Look through the material below for "green". Copy every line that contains it.
● ● ● ● ●
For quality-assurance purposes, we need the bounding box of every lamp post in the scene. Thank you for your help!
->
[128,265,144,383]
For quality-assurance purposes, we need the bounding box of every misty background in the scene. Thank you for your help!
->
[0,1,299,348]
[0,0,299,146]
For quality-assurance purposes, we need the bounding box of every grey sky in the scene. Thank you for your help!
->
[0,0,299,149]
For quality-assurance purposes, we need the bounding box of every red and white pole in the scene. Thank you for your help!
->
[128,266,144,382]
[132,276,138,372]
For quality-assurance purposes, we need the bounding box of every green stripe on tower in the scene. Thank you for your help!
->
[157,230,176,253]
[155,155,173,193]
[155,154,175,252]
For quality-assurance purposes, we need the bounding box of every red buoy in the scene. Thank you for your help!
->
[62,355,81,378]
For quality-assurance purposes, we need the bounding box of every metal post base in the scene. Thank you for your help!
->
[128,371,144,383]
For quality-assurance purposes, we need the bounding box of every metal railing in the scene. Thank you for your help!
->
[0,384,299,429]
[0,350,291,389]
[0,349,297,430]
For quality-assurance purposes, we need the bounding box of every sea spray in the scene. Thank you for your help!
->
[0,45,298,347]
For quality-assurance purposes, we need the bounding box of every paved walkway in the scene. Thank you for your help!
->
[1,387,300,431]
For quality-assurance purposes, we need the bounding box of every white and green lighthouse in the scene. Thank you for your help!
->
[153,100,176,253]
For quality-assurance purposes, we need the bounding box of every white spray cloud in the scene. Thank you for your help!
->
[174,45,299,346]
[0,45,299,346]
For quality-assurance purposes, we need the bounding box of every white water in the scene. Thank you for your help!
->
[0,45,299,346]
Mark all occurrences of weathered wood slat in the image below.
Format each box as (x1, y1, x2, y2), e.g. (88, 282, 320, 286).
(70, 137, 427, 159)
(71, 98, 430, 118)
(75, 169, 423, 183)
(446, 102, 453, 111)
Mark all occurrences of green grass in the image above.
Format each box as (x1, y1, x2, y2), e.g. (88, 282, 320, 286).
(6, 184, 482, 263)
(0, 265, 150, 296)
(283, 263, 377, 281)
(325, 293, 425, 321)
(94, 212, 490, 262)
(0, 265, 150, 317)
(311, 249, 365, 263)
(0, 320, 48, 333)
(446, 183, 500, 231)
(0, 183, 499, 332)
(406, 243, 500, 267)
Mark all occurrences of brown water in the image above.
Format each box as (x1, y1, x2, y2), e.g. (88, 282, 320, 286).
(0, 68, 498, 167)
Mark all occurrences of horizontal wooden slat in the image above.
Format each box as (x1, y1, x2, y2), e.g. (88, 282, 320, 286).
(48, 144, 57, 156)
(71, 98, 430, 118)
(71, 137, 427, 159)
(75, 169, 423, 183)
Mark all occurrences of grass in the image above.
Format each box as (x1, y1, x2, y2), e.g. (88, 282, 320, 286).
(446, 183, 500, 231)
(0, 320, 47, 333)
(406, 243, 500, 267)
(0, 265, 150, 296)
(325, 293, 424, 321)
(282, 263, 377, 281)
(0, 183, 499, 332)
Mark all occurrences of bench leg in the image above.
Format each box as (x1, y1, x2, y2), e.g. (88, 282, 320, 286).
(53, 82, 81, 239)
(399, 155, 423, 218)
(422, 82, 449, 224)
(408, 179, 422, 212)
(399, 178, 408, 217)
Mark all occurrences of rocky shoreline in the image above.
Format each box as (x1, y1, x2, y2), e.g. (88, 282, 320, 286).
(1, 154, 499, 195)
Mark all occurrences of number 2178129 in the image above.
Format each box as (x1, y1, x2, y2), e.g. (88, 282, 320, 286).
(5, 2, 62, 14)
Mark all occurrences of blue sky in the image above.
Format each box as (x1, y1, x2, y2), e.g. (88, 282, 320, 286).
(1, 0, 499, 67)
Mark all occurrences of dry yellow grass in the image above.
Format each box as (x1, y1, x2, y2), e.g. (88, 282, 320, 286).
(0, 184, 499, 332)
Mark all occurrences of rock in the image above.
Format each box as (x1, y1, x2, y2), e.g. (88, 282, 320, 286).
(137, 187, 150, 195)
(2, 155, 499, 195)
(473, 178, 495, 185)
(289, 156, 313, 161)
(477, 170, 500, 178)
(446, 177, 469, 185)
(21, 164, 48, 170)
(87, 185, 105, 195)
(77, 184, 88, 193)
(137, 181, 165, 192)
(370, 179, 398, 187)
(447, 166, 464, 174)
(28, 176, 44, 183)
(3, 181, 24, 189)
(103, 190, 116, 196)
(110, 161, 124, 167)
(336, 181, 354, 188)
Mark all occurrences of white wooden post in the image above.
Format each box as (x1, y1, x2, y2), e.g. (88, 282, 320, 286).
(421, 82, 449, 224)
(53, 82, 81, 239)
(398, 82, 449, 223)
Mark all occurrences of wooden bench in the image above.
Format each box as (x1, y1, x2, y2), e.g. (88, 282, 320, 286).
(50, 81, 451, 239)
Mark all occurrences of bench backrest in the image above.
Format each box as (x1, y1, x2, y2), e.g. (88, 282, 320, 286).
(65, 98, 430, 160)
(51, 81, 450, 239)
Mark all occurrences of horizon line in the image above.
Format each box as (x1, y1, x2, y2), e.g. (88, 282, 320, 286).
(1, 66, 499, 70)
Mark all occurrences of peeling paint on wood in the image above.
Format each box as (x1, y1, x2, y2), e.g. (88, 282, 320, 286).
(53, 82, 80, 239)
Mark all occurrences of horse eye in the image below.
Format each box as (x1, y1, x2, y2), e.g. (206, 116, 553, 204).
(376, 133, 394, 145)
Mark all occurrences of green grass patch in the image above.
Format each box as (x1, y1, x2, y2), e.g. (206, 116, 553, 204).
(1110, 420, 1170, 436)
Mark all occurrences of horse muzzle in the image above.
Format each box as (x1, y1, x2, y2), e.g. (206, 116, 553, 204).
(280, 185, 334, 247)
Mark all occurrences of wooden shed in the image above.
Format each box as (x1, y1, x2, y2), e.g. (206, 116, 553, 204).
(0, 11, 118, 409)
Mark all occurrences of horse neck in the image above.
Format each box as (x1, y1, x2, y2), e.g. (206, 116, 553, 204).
● ● ● ● ●
◆ **TASK ANSWER**
For quality-assurance purposes, we need the bounding box of every green stripe on tower in the scene. Thank you for your help!
For quality-assurance purposes, we need the bounding box of every white and green lighthouse in the scene. Thank you for your help!
Mark all occurrences of green grass in the image above.
Mark all occurrences of green grass patch in the image above.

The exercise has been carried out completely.